[Image point grounding data]
───

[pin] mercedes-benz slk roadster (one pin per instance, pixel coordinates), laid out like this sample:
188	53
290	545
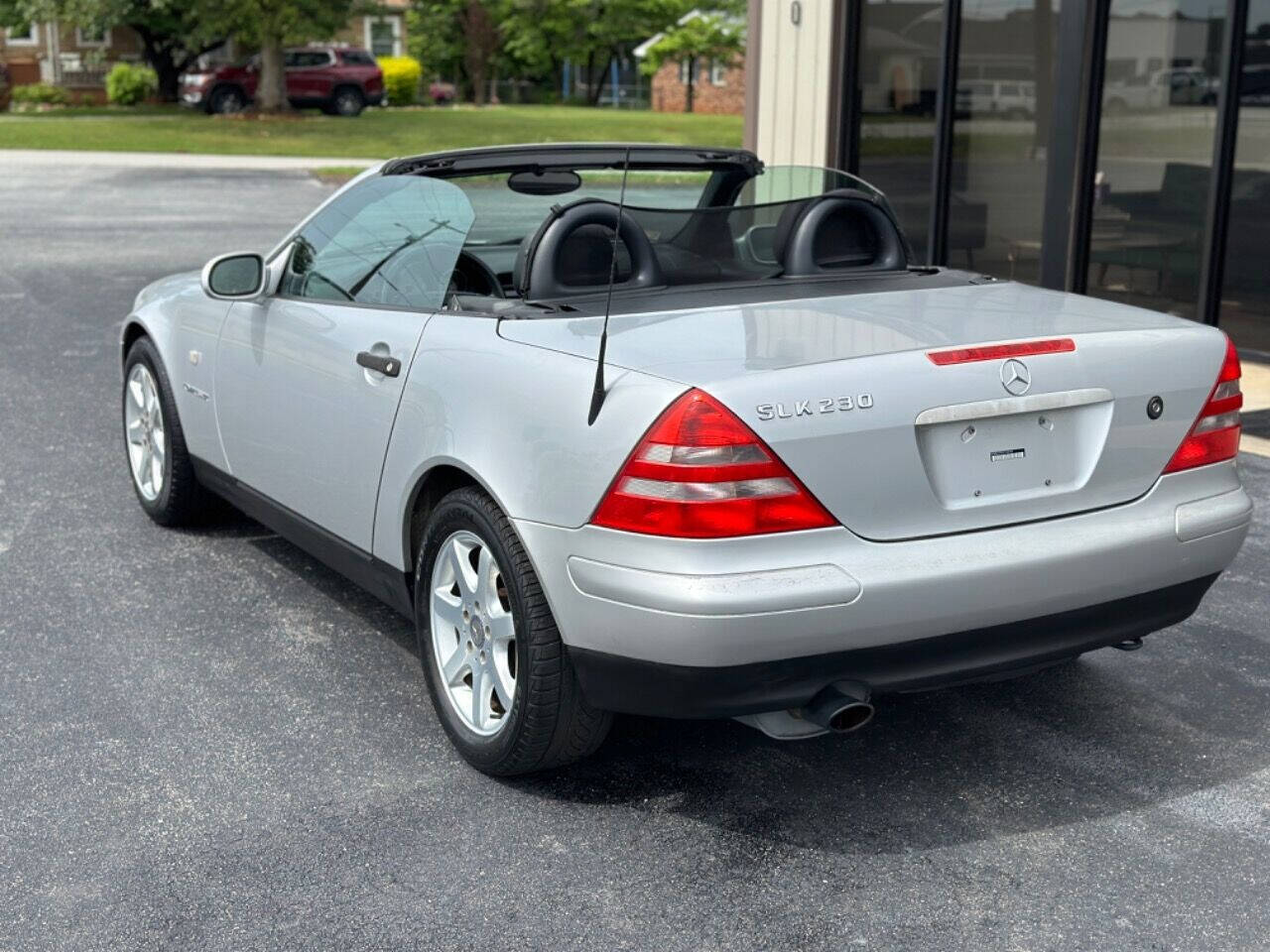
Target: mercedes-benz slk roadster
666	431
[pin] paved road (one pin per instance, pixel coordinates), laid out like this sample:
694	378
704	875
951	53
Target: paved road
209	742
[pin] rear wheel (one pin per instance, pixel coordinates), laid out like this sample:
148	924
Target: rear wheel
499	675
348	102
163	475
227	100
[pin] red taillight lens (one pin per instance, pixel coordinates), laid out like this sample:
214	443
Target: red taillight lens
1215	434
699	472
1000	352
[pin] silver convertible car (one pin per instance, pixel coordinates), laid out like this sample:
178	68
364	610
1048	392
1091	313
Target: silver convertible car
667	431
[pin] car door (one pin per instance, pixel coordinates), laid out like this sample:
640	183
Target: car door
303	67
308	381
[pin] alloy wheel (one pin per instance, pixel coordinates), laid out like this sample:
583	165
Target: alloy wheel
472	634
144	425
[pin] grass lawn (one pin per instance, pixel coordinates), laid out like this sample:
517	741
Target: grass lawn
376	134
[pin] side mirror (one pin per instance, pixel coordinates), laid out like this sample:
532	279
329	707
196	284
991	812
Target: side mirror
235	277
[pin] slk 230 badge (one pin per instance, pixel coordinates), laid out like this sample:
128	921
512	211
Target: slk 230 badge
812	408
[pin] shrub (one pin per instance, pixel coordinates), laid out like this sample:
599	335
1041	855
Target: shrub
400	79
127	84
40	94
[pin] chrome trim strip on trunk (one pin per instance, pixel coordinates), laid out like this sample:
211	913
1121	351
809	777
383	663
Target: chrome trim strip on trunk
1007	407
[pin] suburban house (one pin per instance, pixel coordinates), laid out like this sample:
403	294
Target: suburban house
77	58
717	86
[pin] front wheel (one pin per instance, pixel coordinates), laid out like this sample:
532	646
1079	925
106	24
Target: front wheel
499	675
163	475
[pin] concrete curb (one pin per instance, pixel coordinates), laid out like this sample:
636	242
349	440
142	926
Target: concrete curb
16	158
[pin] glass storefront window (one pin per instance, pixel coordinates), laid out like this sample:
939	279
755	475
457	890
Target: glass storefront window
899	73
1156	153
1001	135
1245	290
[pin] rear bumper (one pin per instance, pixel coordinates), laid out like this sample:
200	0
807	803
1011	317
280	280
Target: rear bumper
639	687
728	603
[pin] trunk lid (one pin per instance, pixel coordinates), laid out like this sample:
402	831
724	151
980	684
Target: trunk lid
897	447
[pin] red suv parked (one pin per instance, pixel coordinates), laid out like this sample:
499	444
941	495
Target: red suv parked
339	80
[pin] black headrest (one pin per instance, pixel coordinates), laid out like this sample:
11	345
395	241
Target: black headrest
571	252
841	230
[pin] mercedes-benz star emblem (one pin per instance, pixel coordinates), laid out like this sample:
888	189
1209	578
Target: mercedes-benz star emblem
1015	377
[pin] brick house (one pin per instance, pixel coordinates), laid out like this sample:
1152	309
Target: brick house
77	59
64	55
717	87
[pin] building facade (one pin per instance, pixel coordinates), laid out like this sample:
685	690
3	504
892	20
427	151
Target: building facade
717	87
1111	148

───

» **Exercise aim**:
The data above are to be repeated word for word, with any pictures left out.

» **Solution below**:
[pin] mercedes-benz slk roadster (one pin per instance, pixel coordinates), laid out like this sample:
188	53
290	545
Target: mercedes-benz slk roadster
666	431
[pin] paved road (one pin per instance, pixel coordinates), laid out like this sample:
694	378
704	875
951	53
Target: paved road
209	742
[pin] rear wheel (one pin per instance, pixel coordinates), laid out like this sample:
148	924
Target: rear wheel
499	675
348	102
163	475
227	100
[pin] red taillight lens (one pin per instance, pixel coordinates), laid out like this sample:
214	443
Target: red taillight lens
1215	434
699	472
1000	352
[pin] silver convertible car (one pin per instance, pixel coordinates), laid out like this sample:
178	68
364	610
1048	392
1091	313
Target: silver convertible car
667	431
[pin] car door (one pin per instance, pixel coordinates), laid out like this sample:
640	183
Target: car door
303	67
308	381
[pin] alloy wheel (one pin per instance, pixel coordinates), laid out like this sample:
583	165
Target: alloy wheel
472	634
144	425
[pin] grass lawn (one pin per instance, pixel coordinates), laid out like this sample:
517	741
Target: grass lawn
376	134
[pin] side mirror (one pin per instance, pixel coordinates), laid out like this sample:
532	279
329	707
196	284
991	812
Target: side mirror
235	277
[pin] slk 230 badge (one pin per instance, pixel coordinates), laid out like this sample:
128	921
512	211
Target: slk 230 badge
812	408
[pin] shrub (one pin per instance, pixel coordinates), laid out like this sample:
599	335
1041	855
Target: shrub
400	79
127	84
40	94
[pin] chrome trim strip on trunk (one pin per instance, pixel coordinates), laid out like this sample:
211	913
1121	351
809	777
383	663
Target: chrome trim strip on trunk
1007	407
[pin] suburban house (one pin per instance, pixel coordinates), laid out like this sample:
403	294
Target: suburban house
77	58
717	86
[pin] front wheel (one pin per instance, pixel coordinates), laid out like this sample:
532	646
1079	925
106	24
Target: front wheel
499	675
163	475
[pin] concrete curb (one pin per instance, pixel coordinates), laid out like this sample:
636	242
349	440
142	926
Target: concrete curb
16	158
[pin] glass storefront window (one pin per instance, pixel coordinates), laid out like this sample:
939	279
755	475
457	890
Target: glass storefront window
899	73
1156	153
1001	135
1245	290
[pin] rear bumper (one pin per instance, pixel coordinates), laid out like this sample:
200	0
807	803
1011	317
280	280
Target: rear bumper
639	687
728	603
[pin] trunk lid (one pin per instance, pixel coordinates), laid out like this sample:
402	831
724	151
980	684
Target: trunk lid
897	447
[pin] red suv parked (one pin per instance, pixel coordinates), laid out like this sample:
499	444
941	495
Target: red suv parked
339	80
[pin] black headrest (one pin per instance, pixel coordinates), laid out like this sample:
11	345
395	241
Target: black headrest
571	252
841	230
[pin] mercedes-benz star emblem (one pin per instance, pixel coordinates), laid out like this sample:
888	189
1209	578
Target: mercedes-benz star emblem
1015	377
[pin] brick house (one pin per instance, pixel coordinates), laid out like this sample:
1152	309
Target: brick house
77	59
64	55
717	87
[pin] building facade (one pin per instance, pixel coordinates), laid out like this sample:
685	690
3	504
892	20
427	151
Target: building facade
717	87
1111	148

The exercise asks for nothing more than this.